[[ GIVEN ENTRIES open ]]

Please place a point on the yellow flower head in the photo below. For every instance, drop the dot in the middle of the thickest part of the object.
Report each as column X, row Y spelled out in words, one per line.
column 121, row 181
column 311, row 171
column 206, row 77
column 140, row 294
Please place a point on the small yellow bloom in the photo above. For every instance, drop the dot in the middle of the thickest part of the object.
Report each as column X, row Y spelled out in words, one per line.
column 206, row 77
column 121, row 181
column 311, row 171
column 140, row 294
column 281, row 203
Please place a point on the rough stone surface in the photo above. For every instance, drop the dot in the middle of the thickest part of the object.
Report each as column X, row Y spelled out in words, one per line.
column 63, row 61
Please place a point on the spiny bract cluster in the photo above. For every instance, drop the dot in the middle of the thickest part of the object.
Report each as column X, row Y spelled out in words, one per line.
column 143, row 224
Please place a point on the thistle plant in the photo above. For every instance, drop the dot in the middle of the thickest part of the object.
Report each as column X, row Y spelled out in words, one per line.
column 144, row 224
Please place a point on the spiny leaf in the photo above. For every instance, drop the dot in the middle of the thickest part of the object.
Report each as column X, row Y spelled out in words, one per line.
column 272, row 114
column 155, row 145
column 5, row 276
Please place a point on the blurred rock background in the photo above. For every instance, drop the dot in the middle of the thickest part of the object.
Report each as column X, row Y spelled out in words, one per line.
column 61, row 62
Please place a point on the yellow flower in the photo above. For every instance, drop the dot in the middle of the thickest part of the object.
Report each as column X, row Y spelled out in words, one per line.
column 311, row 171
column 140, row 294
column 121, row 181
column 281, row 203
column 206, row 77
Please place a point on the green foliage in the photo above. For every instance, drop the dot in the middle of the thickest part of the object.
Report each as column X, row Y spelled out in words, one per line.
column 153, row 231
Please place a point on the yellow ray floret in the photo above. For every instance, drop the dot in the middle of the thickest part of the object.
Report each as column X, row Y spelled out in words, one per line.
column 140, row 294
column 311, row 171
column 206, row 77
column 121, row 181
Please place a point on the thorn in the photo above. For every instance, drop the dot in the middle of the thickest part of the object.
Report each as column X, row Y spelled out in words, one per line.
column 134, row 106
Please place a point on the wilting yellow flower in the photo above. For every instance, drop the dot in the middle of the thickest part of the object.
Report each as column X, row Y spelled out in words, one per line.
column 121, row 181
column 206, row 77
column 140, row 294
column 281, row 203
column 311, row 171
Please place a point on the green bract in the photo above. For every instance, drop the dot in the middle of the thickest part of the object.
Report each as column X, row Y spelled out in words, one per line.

[[ GIVEN ENTRIES closed ]]
[[ GIVEN ENTRIES open ]]

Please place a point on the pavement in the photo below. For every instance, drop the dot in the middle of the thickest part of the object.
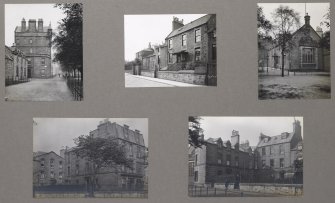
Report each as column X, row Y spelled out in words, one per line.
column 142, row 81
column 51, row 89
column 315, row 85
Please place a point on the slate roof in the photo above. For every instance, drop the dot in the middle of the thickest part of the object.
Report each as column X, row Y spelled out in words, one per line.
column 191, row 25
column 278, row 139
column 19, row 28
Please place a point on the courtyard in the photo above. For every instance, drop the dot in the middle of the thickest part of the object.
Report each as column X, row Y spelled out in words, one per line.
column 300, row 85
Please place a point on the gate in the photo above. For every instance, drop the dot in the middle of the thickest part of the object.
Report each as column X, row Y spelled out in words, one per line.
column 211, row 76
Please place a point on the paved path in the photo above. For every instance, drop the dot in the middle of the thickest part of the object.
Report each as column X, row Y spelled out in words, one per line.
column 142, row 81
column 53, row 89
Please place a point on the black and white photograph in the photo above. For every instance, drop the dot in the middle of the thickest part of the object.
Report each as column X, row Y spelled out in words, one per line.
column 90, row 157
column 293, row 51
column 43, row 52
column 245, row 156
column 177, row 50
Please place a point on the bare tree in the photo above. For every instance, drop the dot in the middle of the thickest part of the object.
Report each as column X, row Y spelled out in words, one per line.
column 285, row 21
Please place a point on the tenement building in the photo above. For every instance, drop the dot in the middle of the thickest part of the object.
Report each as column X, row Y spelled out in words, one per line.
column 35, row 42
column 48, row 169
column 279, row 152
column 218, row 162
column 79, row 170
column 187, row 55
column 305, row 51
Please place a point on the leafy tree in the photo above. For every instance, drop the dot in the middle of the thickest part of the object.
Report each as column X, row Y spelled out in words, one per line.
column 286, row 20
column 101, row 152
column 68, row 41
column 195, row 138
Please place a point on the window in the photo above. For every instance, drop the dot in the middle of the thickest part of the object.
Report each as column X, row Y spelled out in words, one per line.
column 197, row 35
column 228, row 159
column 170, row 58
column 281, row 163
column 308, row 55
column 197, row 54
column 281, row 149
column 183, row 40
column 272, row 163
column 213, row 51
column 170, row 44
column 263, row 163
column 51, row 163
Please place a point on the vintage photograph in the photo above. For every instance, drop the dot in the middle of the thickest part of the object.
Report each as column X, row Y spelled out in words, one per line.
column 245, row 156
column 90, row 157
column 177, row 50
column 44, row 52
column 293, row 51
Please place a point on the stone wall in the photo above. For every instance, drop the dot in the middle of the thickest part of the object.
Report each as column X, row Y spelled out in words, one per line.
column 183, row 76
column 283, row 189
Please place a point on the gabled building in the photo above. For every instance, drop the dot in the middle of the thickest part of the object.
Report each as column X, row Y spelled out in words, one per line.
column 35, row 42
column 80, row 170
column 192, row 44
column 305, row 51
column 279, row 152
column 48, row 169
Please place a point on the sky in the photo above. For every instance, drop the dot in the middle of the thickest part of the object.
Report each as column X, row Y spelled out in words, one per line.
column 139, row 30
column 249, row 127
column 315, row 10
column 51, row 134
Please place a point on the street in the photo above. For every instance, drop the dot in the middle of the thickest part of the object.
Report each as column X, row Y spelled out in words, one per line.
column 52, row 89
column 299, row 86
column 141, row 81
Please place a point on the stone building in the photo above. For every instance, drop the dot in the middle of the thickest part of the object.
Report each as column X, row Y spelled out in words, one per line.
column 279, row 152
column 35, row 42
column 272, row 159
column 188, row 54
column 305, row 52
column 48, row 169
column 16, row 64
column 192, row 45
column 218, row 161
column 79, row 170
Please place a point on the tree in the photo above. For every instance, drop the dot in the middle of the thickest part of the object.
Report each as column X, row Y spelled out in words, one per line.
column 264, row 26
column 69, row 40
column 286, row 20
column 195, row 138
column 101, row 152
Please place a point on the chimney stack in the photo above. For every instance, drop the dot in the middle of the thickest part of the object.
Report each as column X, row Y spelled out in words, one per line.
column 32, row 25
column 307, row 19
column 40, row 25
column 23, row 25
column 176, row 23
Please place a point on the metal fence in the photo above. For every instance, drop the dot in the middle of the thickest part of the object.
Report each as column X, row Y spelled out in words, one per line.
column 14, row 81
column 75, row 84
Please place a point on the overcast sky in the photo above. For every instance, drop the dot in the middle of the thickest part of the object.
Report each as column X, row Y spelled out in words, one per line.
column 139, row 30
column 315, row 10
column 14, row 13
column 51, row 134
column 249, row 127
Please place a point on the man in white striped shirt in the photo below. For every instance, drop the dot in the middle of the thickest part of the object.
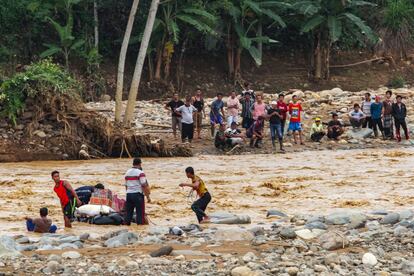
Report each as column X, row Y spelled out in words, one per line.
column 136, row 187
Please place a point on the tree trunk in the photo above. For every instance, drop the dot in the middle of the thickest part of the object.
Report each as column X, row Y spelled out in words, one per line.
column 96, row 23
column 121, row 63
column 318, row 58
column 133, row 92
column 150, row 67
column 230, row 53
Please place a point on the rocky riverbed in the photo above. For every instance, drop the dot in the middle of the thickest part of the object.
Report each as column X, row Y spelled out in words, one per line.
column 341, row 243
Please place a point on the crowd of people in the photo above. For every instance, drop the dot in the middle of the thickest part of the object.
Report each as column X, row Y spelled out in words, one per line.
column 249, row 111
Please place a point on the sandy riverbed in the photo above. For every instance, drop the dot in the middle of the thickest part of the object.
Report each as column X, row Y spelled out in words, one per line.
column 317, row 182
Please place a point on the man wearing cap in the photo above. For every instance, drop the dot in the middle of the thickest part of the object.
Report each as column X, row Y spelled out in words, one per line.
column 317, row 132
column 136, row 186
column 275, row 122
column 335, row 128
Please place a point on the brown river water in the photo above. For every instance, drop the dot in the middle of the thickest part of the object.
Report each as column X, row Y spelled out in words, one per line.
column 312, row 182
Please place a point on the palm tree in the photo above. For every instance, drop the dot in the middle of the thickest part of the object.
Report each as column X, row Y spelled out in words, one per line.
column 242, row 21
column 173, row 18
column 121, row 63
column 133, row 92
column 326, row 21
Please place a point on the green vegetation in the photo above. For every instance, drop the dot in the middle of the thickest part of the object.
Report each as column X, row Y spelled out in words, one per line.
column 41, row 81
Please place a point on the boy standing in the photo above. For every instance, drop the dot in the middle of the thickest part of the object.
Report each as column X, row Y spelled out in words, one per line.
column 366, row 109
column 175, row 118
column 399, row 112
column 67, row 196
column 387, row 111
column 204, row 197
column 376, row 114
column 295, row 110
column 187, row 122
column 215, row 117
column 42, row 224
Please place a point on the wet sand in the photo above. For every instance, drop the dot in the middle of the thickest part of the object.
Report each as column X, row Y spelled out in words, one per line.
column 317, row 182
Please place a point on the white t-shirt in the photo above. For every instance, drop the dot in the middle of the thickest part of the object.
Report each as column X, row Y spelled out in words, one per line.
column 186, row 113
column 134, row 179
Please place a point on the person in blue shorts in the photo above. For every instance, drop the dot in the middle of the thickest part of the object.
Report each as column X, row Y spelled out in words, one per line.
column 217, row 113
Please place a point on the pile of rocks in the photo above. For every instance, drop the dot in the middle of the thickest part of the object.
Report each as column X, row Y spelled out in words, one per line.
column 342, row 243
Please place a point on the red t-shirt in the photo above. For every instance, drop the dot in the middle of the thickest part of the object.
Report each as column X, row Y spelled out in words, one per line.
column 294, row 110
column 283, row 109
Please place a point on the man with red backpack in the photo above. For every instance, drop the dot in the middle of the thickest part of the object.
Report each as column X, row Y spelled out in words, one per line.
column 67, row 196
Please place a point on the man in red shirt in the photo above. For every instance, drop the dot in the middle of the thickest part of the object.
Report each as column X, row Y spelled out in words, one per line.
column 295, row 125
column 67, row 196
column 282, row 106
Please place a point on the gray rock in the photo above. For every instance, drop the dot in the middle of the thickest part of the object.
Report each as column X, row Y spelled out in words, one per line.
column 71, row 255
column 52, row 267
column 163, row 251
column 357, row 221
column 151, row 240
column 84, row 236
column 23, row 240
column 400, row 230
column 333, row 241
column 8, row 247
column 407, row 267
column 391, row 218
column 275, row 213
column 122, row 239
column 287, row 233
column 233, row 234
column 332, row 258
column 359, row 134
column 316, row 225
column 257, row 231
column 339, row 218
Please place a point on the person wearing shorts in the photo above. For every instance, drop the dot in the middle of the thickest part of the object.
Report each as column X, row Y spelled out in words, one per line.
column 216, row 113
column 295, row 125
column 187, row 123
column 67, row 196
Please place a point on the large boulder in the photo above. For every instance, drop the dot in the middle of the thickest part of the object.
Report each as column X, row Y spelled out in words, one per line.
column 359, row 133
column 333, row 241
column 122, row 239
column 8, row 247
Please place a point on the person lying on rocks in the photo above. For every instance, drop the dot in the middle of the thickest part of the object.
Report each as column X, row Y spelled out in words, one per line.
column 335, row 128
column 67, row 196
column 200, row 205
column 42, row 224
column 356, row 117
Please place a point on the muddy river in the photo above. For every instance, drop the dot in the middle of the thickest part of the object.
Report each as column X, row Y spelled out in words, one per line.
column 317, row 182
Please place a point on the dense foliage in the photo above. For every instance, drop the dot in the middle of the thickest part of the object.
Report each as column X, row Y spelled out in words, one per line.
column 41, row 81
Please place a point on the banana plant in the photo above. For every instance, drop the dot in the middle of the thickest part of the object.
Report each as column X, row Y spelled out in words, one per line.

[[ GIVEN ENTRIES closed ]]
[[ GIVEN ENTRIES open ]]

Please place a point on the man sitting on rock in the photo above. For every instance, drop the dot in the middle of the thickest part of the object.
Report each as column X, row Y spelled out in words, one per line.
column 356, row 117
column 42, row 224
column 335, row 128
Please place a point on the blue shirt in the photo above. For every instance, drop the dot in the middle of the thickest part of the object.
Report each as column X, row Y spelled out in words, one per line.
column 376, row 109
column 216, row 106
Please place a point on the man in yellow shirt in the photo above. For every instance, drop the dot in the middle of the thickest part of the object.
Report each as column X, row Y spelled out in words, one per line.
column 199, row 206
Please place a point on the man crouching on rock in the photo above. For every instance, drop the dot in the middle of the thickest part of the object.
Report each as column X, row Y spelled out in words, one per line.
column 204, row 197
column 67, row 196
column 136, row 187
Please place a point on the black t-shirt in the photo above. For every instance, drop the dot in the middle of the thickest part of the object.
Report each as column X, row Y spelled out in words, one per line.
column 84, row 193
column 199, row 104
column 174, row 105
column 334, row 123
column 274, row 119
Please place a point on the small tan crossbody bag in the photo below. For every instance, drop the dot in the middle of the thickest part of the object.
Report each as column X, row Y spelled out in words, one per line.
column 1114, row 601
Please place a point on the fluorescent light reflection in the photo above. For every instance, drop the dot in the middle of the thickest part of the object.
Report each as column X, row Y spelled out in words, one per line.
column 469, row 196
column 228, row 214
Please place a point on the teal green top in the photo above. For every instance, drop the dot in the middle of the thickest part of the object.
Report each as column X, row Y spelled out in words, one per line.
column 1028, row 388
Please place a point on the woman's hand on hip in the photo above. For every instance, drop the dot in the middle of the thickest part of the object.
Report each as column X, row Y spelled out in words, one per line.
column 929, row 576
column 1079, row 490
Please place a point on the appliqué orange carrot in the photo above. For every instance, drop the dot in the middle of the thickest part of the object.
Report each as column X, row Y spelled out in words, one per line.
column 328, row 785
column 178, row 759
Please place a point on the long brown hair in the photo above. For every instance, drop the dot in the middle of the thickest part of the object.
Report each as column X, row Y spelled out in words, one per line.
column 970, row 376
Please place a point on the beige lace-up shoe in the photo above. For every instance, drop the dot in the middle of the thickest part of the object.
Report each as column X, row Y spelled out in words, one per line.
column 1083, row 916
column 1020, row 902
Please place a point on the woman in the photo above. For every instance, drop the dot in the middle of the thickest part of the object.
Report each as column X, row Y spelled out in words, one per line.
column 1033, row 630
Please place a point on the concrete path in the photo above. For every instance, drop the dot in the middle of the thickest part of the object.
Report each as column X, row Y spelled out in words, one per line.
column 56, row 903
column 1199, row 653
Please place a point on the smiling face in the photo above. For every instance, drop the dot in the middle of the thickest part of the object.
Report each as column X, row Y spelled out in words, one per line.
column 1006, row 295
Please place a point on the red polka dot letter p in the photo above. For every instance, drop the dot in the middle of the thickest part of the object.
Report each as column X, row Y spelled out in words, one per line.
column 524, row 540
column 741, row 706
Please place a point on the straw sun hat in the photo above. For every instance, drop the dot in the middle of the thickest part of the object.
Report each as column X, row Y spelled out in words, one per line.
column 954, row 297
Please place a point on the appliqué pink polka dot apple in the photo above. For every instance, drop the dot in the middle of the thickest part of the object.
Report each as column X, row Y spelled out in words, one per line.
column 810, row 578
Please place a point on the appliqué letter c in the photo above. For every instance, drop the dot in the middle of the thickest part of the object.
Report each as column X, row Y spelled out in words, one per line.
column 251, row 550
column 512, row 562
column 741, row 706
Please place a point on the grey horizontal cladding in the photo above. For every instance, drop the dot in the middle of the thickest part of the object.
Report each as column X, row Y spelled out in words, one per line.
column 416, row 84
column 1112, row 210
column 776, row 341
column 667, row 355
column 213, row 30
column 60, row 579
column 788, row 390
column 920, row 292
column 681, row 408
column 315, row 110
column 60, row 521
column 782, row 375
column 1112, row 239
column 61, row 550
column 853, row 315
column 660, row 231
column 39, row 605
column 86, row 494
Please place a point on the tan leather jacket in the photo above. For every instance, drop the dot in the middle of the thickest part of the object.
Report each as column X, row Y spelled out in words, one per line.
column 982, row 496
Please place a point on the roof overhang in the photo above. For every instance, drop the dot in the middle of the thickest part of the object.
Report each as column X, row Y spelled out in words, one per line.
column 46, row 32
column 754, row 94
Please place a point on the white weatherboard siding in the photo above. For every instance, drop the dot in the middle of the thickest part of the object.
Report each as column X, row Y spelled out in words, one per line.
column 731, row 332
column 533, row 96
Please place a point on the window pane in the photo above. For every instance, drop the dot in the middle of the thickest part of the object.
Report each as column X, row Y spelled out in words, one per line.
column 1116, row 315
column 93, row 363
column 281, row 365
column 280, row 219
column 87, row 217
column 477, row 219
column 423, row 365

[[ GIVEN ENTRIES closed ]]

> **YOUR TASK**
Where a line of the records above holds the word "roof", count it; give the total as a single number and nothing else.

> **RESPONSE TO THIS TASK**
2